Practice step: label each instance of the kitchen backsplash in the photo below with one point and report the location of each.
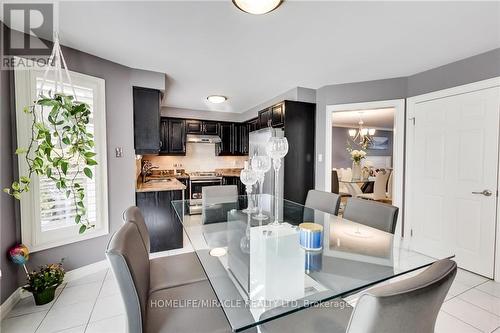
(199, 157)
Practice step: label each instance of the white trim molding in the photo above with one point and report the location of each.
(411, 105)
(398, 146)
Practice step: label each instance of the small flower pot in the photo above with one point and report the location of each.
(45, 296)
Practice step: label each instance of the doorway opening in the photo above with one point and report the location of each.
(372, 133)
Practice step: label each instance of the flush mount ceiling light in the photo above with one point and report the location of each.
(216, 99)
(257, 7)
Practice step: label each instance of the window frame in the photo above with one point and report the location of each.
(31, 233)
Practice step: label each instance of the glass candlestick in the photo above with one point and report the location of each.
(261, 164)
(248, 177)
(277, 148)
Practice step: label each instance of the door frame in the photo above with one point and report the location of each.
(410, 148)
(398, 151)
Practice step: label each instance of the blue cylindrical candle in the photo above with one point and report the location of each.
(311, 236)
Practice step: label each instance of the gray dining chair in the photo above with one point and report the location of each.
(324, 201)
(410, 306)
(167, 271)
(148, 310)
(371, 213)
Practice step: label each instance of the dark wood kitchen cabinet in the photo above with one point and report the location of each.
(210, 128)
(165, 229)
(241, 139)
(265, 118)
(226, 132)
(194, 126)
(173, 136)
(146, 120)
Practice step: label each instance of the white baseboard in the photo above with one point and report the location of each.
(71, 275)
(10, 302)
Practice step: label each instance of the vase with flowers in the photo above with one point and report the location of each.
(356, 156)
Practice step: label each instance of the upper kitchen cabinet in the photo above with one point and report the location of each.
(194, 126)
(241, 139)
(265, 118)
(202, 127)
(173, 136)
(278, 115)
(210, 128)
(227, 136)
(146, 120)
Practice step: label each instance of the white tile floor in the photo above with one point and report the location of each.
(93, 305)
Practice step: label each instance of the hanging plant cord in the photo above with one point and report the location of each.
(61, 147)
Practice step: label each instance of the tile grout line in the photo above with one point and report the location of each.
(95, 302)
(480, 330)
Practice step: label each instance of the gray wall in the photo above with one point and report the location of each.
(349, 93)
(121, 171)
(480, 67)
(340, 156)
(296, 94)
(9, 233)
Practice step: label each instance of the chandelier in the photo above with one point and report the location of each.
(361, 135)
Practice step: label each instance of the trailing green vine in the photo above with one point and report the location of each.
(60, 144)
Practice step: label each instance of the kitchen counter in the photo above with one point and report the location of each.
(168, 184)
(229, 172)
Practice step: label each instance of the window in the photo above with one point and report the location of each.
(47, 216)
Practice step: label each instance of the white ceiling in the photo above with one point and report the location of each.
(377, 118)
(214, 48)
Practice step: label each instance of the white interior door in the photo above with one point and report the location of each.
(455, 155)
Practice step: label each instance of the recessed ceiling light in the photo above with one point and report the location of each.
(218, 252)
(216, 99)
(257, 7)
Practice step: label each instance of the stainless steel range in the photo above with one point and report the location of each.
(197, 180)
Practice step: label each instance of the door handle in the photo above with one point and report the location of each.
(486, 193)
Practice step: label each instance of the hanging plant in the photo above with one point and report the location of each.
(61, 148)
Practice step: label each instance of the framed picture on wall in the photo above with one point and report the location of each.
(379, 143)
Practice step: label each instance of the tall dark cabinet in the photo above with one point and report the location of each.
(146, 120)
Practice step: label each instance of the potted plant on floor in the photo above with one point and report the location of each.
(44, 282)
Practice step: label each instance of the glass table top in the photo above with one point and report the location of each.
(260, 271)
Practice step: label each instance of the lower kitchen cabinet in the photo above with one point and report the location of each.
(165, 229)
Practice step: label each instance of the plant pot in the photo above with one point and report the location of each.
(45, 296)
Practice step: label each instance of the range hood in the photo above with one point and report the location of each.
(203, 138)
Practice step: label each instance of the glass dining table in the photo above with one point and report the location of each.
(260, 272)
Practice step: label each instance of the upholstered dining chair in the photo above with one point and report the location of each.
(410, 306)
(372, 213)
(324, 201)
(379, 188)
(130, 264)
(166, 271)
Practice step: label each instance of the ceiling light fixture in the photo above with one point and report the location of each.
(257, 7)
(362, 135)
(216, 99)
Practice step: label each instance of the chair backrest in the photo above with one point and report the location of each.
(380, 185)
(219, 194)
(133, 215)
(411, 305)
(335, 182)
(389, 186)
(129, 262)
(323, 201)
(372, 213)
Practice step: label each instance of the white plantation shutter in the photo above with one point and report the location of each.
(47, 214)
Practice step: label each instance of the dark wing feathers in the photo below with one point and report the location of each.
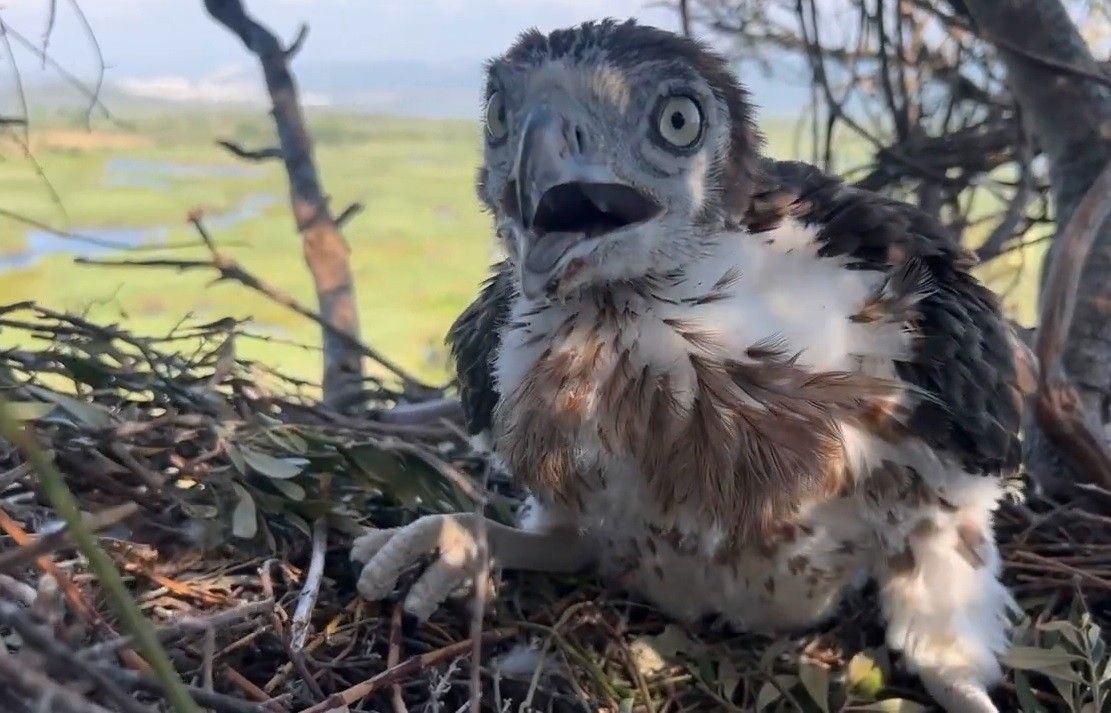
•••••
Please write out all of the data above again, swapping "Practice step" for "Exercise" at every occurrence and keeping everything else unchanged. Omit the pictures from your answer.

Exercise: label each instance of the kitchen backsplash in the photo below with one point and report the location of each.
(199, 157)
Exercise: label each instance of the white trim molding in the photo above with one point and report the location of each.
(411, 105)
(398, 146)
Exercise: label each instance of the small flower pot in the photo above with one point and report the location of each.
(45, 296)
Exercise: label each instance of the doorway opening in the photo above with one point and report the location of each.
(372, 133)
Exercise: label each instance of the flush mount ceiling light in the photo above with one point and report the location of each.
(216, 99)
(257, 7)
Exercise: label each instance of the window frame in the photo above with one point and report the location of each.
(31, 233)
Exercise: label each instance of the glass candlestick in the photo above with one point and report the location of each.
(261, 164)
(248, 177)
(277, 148)
Exercise: label each instance of the door frame in the photo above with one point and report the location of each.
(410, 148)
(398, 151)
Exercise: label each instance of the blue cylindrical candle in the photo above with one point and report the location of each.
(311, 236)
Exercise: label each instance of the gray dining chair in the photo above with one point and report the location of each.
(324, 201)
(410, 306)
(167, 271)
(148, 310)
(371, 213)
Exercise: label each instance of the dark wood kitchen cabinet in the photo above with one point and report the location of each.
(210, 128)
(165, 229)
(241, 139)
(265, 118)
(226, 132)
(194, 126)
(173, 136)
(146, 120)
Exercise: label each instance of the white baseboard in the photo above with one point and report the location of each.
(71, 275)
(10, 302)
Exercise: label each instance of the vase with flowers in the photo above with one point and report the location of each.
(356, 156)
Exercise: label each instance of the upper kitchen cabinet in the photo above with one point and report the location of each.
(194, 126)
(241, 139)
(265, 118)
(202, 127)
(173, 136)
(278, 115)
(210, 128)
(227, 136)
(146, 120)
Exercise: label each instance of the white tile floor in the photo above with one point and report the location of each.
(93, 305)
Exercise: label each instance of the hanging plant cord in the photo above with one point and report the location of each.
(61, 147)
Exercise: label each instance of the tile grout line in the photo above with one point and report the location of each.
(95, 302)
(480, 330)
Exercise: label each instance of the gray wall in the photo above with one point and report the location of each.
(349, 93)
(121, 171)
(480, 67)
(340, 156)
(296, 94)
(9, 233)
Exercise: label each instance of the chandelier in the photo above with one point and report the location of each.
(361, 135)
Exercise: label each instance of the trailing green vine in the photo above with one point and report the location of each.
(60, 144)
Exercise: label each instance of the kitchen counter in the photo above with one point and report the location of each.
(168, 184)
(229, 172)
Exercise: label each instance of the window in the photo above with one point and report the location of each.
(47, 216)
Exercise: label each instance of the white ceiling in the photo above with one point and report the location of each.
(377, 118)
(214, 48)
Exercise: label each instance of the white interior door in the photo above with one point and report the location of each.
(455, 155)
Exercise: label each instance of the recessed ceiling light in the photo above with one point and report the location of each.
(218, 252)
(216, 99)
(257, 7)
Exercise: label each instance of the stainless steel range in the photo above with one point and report the location of each.
(197, 180)
Exercise: label each instance of the door handle in the photo above with one point and report the location of each.
(486, 193)
Exercise: label each instance of the hanging plant in the photo above with one point and report the location of each.
(61, 148)
Exercise: label each instance of the framed picture on wall in the photo above with one point and report the location of each.
(379, 143)
Exercise: label each instance of the tall dark cabinet in the photo above with one point and report the location of each.
(146, 120)
Exercise: label each instance of the potted plant on floor in the photo above with one point and report the location of each.
(44, 282)
Exercise: label each instance of the glass table top in the photo above with one point and report the location of each.
(260, 271)
Exercise: label each instance of the lower kitchen cabinet in the photo above with one point and report the location of each.
(165, 229)
Exercise: label each instance of the plant pot in the photo above with one point and report the location of each.
(45, 296)
Exercise: label each instance of the range hood in the photo above with one point and report the location of each.
(203, 138)
Exercise: label each instance of the glass dining table in the photo above with one point and report the location of each.
(260, 272)
Exercise: label each instance of the upholstered dining chair in the photo above with one point and report the location of each.
(410, 306)
(372, 213)
(324, 201)
(379, 188)
(130, 264)
(166, 271)
Exercise: label each instance of the ceiling light fixture in the photo above with one point and report the location of each.
(257, 7)
(362, 135)
(216, 99)
Exercise: label each instance of the chair backrest in the photo above with one point and report the location of each.
(380, 185)
(219, 194)
(133, 215)
(411, 305)
(335, 182)
(389, 186)
(129, 262)
(323, 201)
(372, 213)
Exercise: label each instance of the white plantation shutter in the photo above with one point and report the location of each.
(47, 214)
Exercise: label each instance of the dark wing feathers in the photo below with one point and report the location of each.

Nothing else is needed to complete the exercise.